Copy out all of the records, replacing "biggest" with "largest" wherever it occurs and keeping everything else unchanged. Leave the pictures out.

== DATASET RECORDS

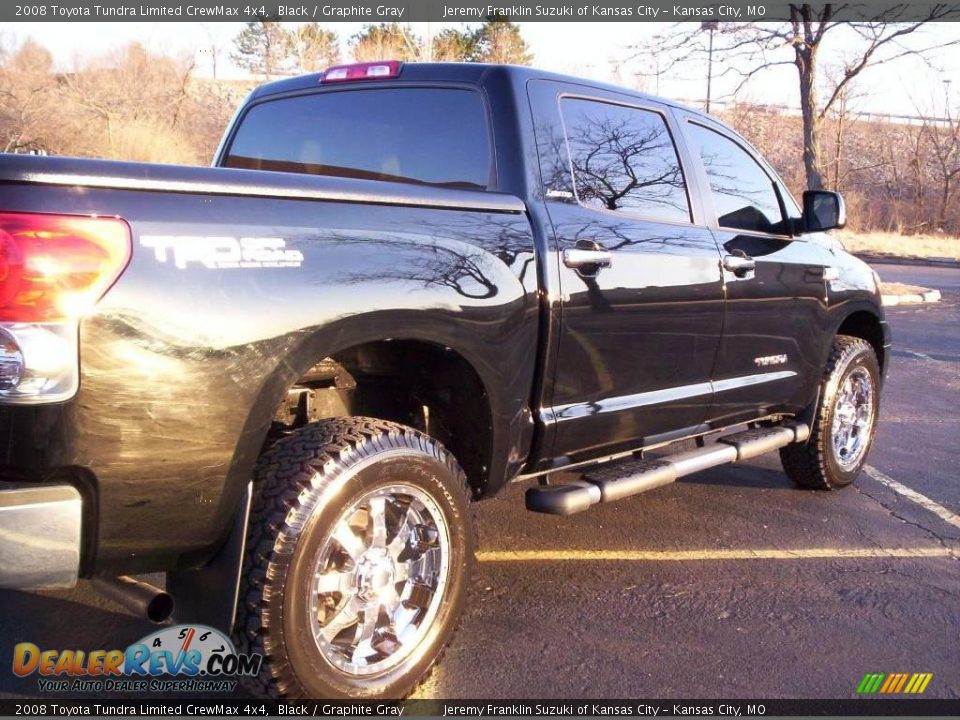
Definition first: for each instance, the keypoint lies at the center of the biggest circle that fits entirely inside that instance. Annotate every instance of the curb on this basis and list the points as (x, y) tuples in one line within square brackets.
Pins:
[(928, 296), (900, 260)]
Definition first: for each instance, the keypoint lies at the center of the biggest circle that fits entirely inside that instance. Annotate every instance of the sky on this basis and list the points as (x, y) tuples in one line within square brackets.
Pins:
[(591, 50)]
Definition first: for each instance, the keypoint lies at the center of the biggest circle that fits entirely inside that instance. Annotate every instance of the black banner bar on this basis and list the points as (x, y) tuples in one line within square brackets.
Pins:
[(59, 707), (454, 11)]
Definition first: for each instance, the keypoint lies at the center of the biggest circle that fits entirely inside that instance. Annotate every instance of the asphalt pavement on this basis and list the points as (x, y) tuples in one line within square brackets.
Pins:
[(731, 583)]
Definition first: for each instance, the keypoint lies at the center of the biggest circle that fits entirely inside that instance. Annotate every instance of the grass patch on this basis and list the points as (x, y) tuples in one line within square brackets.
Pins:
[(924, 246)]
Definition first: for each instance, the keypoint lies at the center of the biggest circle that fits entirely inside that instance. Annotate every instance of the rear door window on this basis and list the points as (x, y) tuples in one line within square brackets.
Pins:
[(429, 136), (742, 192), (623, 159)]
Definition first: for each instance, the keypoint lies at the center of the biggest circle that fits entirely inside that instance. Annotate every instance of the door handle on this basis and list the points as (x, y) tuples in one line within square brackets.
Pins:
[(578, 258), (739, 265)]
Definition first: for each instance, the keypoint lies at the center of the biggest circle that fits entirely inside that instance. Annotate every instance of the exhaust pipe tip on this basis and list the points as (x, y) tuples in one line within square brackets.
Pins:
[(160, 609), (142, 599)]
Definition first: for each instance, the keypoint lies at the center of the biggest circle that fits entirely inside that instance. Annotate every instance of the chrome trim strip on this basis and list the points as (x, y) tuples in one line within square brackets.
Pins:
[(748, 380), (39, 535), (620, 403)]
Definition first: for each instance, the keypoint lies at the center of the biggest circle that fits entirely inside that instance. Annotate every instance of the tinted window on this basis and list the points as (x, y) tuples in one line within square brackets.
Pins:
[(623, 159), (414, 135), (743, 193)]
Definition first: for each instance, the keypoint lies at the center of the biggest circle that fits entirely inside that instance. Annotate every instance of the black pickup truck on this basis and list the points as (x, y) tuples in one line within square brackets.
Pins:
[(284, 379)]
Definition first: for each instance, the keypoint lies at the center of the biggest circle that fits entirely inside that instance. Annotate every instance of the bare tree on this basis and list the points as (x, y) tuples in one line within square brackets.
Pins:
[(26, 111), (387, 41), (262, 47), (313, 47), (454, 45), (500, 41), (943, 139), (748, 49)]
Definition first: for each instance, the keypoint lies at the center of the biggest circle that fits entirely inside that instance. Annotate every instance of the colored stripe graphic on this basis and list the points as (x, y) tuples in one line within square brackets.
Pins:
[(894, 683)]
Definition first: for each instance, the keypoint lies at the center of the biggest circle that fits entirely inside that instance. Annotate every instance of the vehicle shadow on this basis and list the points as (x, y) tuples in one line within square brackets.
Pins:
[(66, 625)]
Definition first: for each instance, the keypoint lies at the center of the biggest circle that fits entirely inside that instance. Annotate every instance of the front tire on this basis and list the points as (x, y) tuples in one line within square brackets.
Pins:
[(360, 551), (845, 420)]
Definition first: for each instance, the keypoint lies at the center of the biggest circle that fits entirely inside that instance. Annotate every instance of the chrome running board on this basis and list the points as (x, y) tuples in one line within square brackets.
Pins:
[(615, 482)]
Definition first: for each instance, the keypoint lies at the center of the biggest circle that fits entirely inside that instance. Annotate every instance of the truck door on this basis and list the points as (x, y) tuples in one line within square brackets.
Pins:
[(775, 283), (639, 278)]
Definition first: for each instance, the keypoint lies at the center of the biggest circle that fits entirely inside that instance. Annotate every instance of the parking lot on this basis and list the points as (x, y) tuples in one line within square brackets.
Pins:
[(730, 583)]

====

» **TASK ANSWER**
Definition first: for each instance, the keypoint lies at the center of the largest circle that fits entirely inside that instance. Annotate every instance of the curb on this basis and list the points as (x, y) tuples in one line within square brackets.
Pins:
[(928, 296), (900, 260)]
Definition first: for each instance, the keypoint lies at the center of the largest circle that fits entirely inside that instance. Annotate every instance of the sky on this basis and list the points as (x, y) tuples in one line within square brackets.
Pins:
[(591, 50)]
Definition first: for each instance, the keypoint lies at the center of the largest circle that fits entirely inside that instance. Annotate every instance of the black banner bar on this basis and list the points as (x, y) tuples in one line within square brackets.
Pins:
[(59, 707), (454, 11)]
Definition first: for each instance, the keypoint lies at the center of the largest circle that fits entirely inside that instance. Annotate every instance of the asphalt pavement on this basis and list the points as (x, y) tuples in one line within square brackets.
Pins:
[(731, 583)]
Definition first: for each instance, the keypoint lies at the center of the largest circle that fits entirely inside that instance. Annotate every instance of the grass patch on this basis and list the points as (x, y) tuples in one line within square brackets.
Pins:
[(924, 246)]
Definition first: for each instance, the keypoint lies at the center of the largest circle that fits entirely inside that instance. Annotate every instance of the rear door window on this basis and list the points as (x, y) tuples in one line within square brackets.
Pins:
[(429, 136), (742, 192), (623, 159)]
Definition first: for each instance, the keypoint lies at the center of the largest circle that fits entirely inside that instance. Annotate every instance of the door handle on this basis and list the points as (x, y) tuples in one line within square brackets.
Pins:
[(578, 258), (739, 265)]
Definition first: for each instance, the keypoint lies at the center of the largest circle that fits entirely inside that instance. Annotate every instance of the exhaust pipe tip on this basis and list the points as (x, y) tuples in one line within square brackets.
Pins:
[(160, 609), (142, 599)]
Definition first: for each instance, the keypoint lies at the center of the largest circle that fits entirely inside that instance. Annotate every instance of the chrome trim strip on this basis and list the points as (x, y) tuples in one line within square brackets.
Pins:
[(748, 380), (39, 535), (620, 403)]
Definition first: for each instance, the keypoint lies at the center of the largest circle that fits entirely inside that instance. Annotate every instance of the tinted window on this basis and list the points as (x, y) tuples in one line within square brackets.
Pins:
[(623, 159), (414, 135), (743, 193)]
Definition first: for each instance, the keypoint lies at the center of the largest circle that fits entirely inside that instance. Annotate every instance of the black pickup truck on this basis and list the points as (x, y) tuples in one line within square brackets.
Pins:
[(284, 379)]
Definition first: for each instance, the keypoint lies at the center of the largest circle that fits entirely inside that instance. Annotate every instance of the bare tree on this basis and list the points as (x, y) tuples in one line within square brackets.
Pins:
[(26, 111), (387, 41), (262, 47), (313, 47), (454, 45), (500, 41), (943, 139), (748, 49)]
Definition first: for each instance, the keypoint lies at the center of the largest circle that fits entirely inside that instance. Annotate every instance of the colored stripe graphic on this basis and list the points as (x, y) tuples in one line within square brackets.
Pins:
[(894, 683)]
Definition first: for each instance, the keypoint lies at the center of the largest circle that fits entirely inside that instance. Annotate every instance of the vehicle shadow on this basis and list the points as (x, y) tuples in one line within square brackets.
Pins:
[(66, 625)]
Definition first: for each instance, the keypoint lies at the center of the largest circle that fits entirely inside that instance. Annotate every instance of the front tire on this basis and list the points as (x, y) tuples in one line within square brackets.
Pins:
[(360, 551), (845, 420)]
Definition first: for each instance, the keypoint lies at the center of the largest circle that fits entirely inside that instance. Annotate every instance of the chrome running board on this basis and list the points as (x, y) tuples in one line within square brackets.
Pins:
[(615, 482)]
Definition first: for each instance, the keypoint lies at the center of the largest circle that fits entirely inside that instance. Annotate every instance of the truck door on this basis and list the points as (x, y) tuples in one line within square brackets.
Pins:
[(775, 283), (639, 278)]
Definition first: for each instance, the keypoint lies at the center of the largest circle that fits entirely inside that instance. Annotate every instance of the parking lot on this basis and list the points as (x, y) tuples in one line within square brackets.
Pins:
[(730, 583)]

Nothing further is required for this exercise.